**Try it**
Say how many lines in the data below contain the word "long", and give no other text.

Exercise input Start Marker

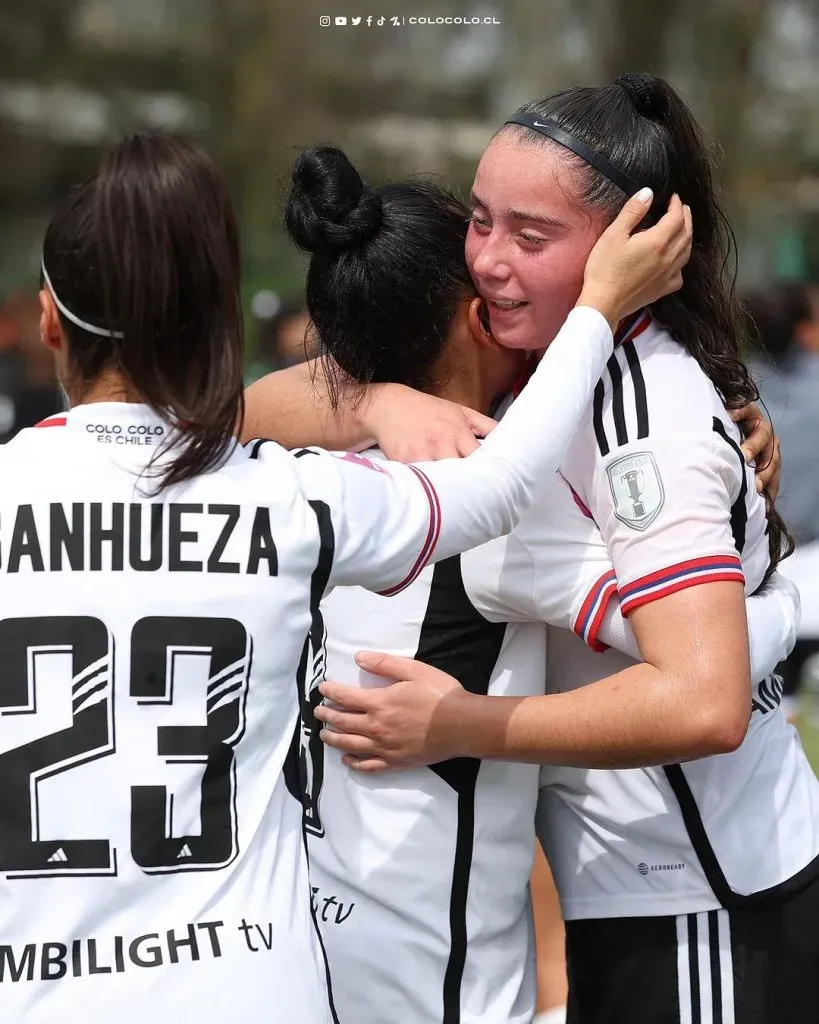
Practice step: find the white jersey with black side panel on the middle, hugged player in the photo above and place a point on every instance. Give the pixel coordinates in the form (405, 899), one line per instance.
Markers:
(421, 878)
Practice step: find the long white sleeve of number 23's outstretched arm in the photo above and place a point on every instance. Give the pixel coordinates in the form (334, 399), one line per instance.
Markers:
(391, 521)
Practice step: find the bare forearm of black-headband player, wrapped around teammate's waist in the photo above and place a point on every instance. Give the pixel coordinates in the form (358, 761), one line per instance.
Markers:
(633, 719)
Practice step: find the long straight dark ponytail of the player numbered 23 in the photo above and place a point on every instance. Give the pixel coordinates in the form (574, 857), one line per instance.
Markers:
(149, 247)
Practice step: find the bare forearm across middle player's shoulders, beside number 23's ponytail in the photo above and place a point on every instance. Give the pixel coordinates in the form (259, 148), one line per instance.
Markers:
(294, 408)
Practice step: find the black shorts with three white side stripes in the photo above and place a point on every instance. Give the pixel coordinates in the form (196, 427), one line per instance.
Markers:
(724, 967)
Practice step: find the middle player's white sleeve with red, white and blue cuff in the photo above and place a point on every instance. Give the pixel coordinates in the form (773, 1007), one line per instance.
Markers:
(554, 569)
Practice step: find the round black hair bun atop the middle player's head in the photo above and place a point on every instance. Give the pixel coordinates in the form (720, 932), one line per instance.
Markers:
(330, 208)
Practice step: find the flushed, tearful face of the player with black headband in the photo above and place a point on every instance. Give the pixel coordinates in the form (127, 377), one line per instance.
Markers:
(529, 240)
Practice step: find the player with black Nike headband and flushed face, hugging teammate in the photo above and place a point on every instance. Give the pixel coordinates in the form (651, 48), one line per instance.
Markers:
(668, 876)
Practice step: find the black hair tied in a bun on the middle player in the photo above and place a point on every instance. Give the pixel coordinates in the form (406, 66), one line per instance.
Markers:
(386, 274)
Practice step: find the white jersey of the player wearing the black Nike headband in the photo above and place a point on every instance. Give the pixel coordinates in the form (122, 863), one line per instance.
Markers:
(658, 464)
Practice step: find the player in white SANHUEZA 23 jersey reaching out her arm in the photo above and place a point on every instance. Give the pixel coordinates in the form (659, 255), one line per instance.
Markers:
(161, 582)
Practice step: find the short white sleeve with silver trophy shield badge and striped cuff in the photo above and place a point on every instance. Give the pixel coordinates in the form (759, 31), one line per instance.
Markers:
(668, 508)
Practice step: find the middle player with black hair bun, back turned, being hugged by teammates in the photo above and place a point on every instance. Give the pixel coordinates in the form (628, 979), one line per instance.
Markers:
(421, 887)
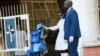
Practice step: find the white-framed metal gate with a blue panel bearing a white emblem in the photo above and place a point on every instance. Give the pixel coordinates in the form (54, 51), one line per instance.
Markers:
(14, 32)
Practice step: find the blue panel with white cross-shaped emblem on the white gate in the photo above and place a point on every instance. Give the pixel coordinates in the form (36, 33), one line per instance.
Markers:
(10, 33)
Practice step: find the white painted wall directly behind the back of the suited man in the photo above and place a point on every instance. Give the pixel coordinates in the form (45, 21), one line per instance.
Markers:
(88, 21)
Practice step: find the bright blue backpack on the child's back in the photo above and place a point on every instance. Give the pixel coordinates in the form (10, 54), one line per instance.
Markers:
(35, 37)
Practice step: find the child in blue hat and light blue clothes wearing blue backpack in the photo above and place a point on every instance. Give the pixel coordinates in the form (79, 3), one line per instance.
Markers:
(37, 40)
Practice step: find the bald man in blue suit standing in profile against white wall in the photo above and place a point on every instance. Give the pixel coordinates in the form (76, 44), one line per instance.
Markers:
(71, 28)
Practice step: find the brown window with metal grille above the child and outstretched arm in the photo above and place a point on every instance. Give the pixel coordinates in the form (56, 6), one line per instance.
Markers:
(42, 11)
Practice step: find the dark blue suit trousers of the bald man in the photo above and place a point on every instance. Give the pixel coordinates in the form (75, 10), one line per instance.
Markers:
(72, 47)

Exercise input End Marker
Exercise input Start Marker

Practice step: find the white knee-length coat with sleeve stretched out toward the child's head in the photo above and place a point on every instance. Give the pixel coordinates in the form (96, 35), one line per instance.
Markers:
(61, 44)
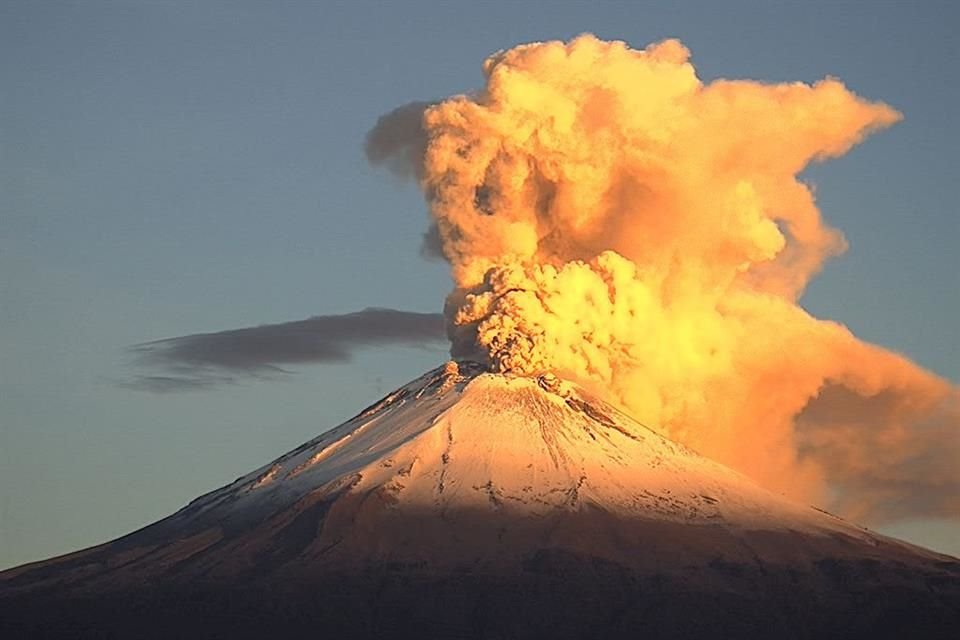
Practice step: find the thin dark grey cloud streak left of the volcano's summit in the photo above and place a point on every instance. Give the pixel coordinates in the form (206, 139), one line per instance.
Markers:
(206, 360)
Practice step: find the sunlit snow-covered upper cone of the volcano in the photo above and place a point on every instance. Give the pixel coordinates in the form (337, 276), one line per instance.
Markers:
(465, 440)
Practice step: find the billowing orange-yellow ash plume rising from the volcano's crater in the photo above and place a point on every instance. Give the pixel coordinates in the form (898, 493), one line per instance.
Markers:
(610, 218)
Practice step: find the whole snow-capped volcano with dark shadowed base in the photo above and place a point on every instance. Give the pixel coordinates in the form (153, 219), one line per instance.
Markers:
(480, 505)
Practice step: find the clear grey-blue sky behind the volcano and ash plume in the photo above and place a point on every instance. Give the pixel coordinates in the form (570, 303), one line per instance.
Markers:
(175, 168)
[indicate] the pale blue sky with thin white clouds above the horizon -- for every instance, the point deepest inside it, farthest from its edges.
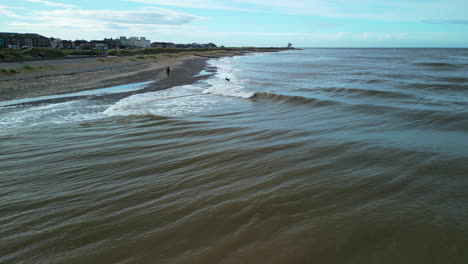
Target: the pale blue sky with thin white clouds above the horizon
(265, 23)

Exercise input End Marker
Exercise input Start Marker

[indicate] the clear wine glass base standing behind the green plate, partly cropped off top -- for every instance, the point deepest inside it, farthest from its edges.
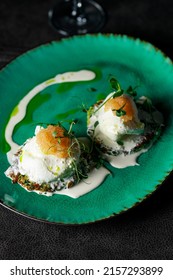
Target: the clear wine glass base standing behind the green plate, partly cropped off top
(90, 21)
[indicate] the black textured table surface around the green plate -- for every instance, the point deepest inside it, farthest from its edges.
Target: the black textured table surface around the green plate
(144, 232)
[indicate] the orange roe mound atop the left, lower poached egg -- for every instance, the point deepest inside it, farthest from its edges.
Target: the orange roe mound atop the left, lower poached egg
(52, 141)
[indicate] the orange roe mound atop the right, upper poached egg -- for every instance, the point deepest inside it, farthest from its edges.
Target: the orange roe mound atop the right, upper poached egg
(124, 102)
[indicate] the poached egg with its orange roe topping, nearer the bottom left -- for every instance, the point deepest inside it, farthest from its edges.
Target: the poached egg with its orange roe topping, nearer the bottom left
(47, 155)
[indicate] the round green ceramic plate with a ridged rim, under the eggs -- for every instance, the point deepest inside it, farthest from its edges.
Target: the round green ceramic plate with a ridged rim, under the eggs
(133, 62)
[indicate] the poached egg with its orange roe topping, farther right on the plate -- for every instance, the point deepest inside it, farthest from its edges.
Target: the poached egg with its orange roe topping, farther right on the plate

Exercise input End Marker

**Reply to the task**
2